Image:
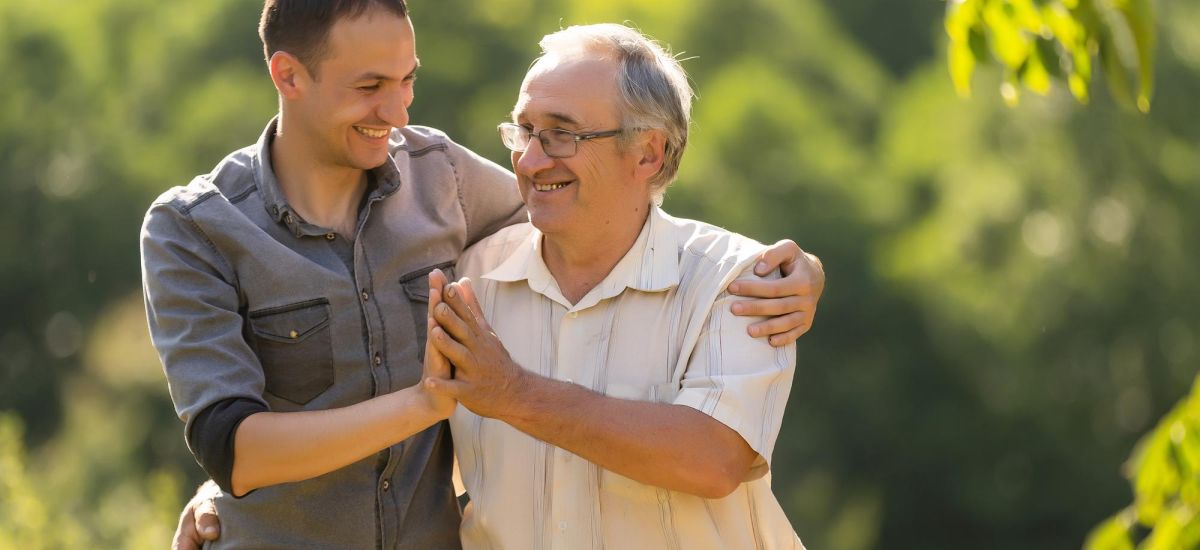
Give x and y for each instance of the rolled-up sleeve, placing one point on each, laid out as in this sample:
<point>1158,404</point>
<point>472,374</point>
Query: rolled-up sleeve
<point>192,308</point>
<point>742,382</point>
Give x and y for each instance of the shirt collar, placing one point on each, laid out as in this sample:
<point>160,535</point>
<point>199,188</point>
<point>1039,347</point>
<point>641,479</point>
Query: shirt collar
<point>652,264</point>
<point>385,178</point>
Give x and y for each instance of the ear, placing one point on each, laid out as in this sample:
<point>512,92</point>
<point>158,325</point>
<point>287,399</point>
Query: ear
<point>652,153</point>
<point>291,77</point>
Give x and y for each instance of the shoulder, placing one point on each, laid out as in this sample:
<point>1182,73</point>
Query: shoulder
<point>709,244</point>
<point>229,181</point>
<point>493,250</point>
<point>214,195</point>
<point>419,141</point>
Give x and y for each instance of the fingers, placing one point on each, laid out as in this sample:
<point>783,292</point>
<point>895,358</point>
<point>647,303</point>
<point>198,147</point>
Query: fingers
<point>454,351</point>
<point>456,298</point>
<point>772,306</point>
<point>437,282</point>
<point>783,327</point>
<point>436,364</point>
<point>453,321</point>
<point>790,336</point>
<point>784,252</point>
<point>198,522</point>
<point>472,300</point>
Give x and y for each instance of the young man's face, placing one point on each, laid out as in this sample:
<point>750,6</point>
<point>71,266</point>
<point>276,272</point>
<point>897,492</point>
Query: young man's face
<point>361,90</point>
<point>597,186</point>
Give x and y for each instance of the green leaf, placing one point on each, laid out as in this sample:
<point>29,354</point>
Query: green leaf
<point>1114,70</point>
<point>1139,17</point>
<point>1111,534</point>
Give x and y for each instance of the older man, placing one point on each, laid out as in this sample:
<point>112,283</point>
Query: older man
<point>286,293</point>
<point>617,402</point>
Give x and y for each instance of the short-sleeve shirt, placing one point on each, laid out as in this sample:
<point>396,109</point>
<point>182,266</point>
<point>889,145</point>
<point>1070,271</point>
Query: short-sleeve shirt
<point>658,328</point>
<point>247,300</point>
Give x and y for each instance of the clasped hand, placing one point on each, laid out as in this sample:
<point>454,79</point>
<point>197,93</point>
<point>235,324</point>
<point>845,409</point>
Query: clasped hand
<point>483,377</point>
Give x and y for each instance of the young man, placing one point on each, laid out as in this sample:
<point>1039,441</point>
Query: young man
<point>286,292</point>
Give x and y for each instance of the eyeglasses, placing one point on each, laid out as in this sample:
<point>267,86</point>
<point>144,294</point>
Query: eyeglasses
<point>557,143</point>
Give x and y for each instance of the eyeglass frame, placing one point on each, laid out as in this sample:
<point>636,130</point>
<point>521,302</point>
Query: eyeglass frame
<point>576,137</point>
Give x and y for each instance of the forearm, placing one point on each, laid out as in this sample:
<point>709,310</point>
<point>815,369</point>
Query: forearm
<point>667,446</point>
<point>273,448</point>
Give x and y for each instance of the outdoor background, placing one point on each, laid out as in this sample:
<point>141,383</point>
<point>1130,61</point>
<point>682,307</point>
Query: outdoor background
<point>1012,293</point>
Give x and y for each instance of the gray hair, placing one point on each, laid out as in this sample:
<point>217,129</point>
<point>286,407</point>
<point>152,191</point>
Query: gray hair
<point>653,87</point>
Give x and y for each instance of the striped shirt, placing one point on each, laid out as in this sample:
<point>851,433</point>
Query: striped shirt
<point>658,328</point>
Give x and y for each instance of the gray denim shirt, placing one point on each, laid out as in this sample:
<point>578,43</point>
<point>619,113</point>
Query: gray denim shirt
<point>245,299</point>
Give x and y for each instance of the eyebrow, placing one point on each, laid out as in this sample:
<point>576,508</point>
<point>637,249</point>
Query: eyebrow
<point>558,117</point>
<point>379,76</point>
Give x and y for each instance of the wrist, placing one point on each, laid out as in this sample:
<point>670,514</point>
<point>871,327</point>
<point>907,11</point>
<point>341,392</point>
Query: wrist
<point>522,396</point>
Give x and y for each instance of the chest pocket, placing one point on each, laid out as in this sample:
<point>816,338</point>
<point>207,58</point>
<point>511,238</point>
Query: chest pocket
<point>295,348</point>
<point>417,290</point>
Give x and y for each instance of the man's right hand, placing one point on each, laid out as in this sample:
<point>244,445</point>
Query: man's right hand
<point>198,522</point>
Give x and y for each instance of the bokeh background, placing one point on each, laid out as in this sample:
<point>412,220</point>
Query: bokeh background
<point>1012,292</point>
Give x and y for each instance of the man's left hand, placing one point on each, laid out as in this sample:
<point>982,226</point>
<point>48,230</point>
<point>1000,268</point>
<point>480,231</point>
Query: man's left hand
<point>791,302</point>
<point>486,380</point>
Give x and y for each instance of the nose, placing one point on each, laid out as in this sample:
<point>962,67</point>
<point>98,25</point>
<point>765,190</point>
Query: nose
<point>394,108</point>
<point>533,160</point>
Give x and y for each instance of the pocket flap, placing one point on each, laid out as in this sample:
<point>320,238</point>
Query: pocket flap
<point>291,323</point>
<point>664,393</point>
<point>417,284</point>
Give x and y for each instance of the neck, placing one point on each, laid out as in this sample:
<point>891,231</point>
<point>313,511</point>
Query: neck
<point>579,261</point>
<point>322,193</point>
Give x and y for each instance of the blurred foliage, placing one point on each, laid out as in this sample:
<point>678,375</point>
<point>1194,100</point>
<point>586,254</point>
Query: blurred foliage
<point>1165,474</point>
<point>1039,41</point>
<point>1012,294</point>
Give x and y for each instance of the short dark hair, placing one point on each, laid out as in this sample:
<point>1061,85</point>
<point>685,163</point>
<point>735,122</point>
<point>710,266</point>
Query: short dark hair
<point>301,27</point>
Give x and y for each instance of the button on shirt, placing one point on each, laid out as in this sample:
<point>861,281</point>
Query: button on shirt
<point>658,328</point>
<point>246,300</point>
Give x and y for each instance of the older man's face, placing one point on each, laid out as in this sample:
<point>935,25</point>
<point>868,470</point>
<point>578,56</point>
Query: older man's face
<point>597,187</point>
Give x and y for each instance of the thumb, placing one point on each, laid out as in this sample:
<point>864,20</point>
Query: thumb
<point>207,522</point>
<point>451,388</point>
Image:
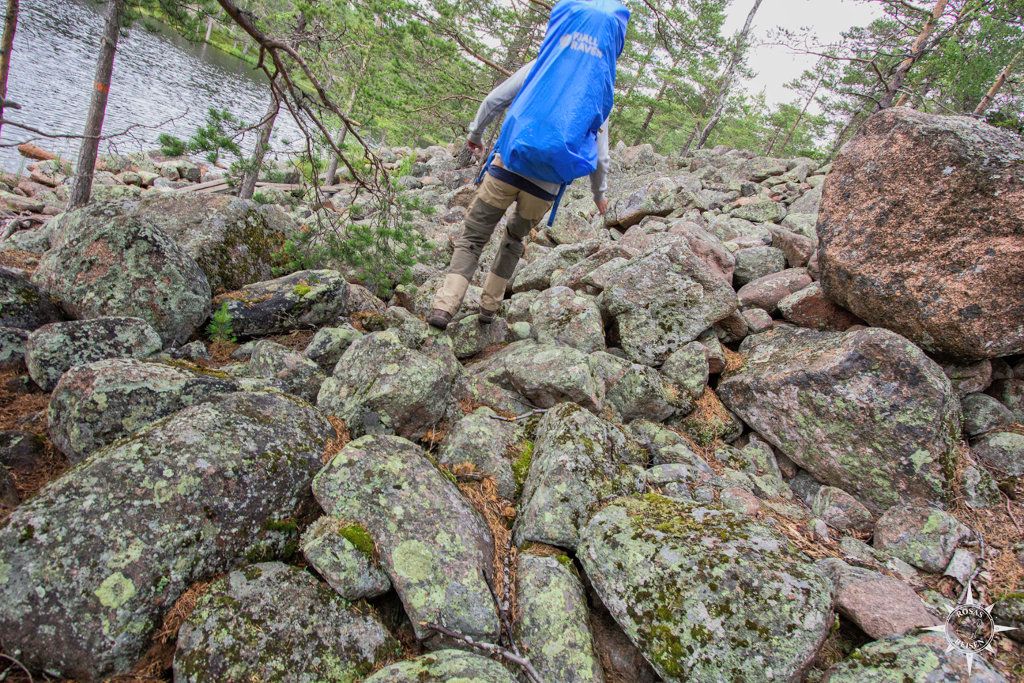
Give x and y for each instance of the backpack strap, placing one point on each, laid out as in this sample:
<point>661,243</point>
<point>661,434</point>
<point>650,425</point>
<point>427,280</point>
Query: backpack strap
<point>554,207</point>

AIM: Could you update the rows from the beginning up to and including the line with "<point>742,382</point>", changing "rolled-up sleeve" to "shirt cuff" and keeping everything else as it is? Leave the pictures out of the answer.

ANSWER TO THE EXERCISE:
Image:
Give x and y for each instance of the shirt cuff, placing one point on each, laid out as in this sample:
<point>1158,404</point>
<point>472,374</point>
Query: shirt cuff
<point>192,308</point>
<point>742,382</point>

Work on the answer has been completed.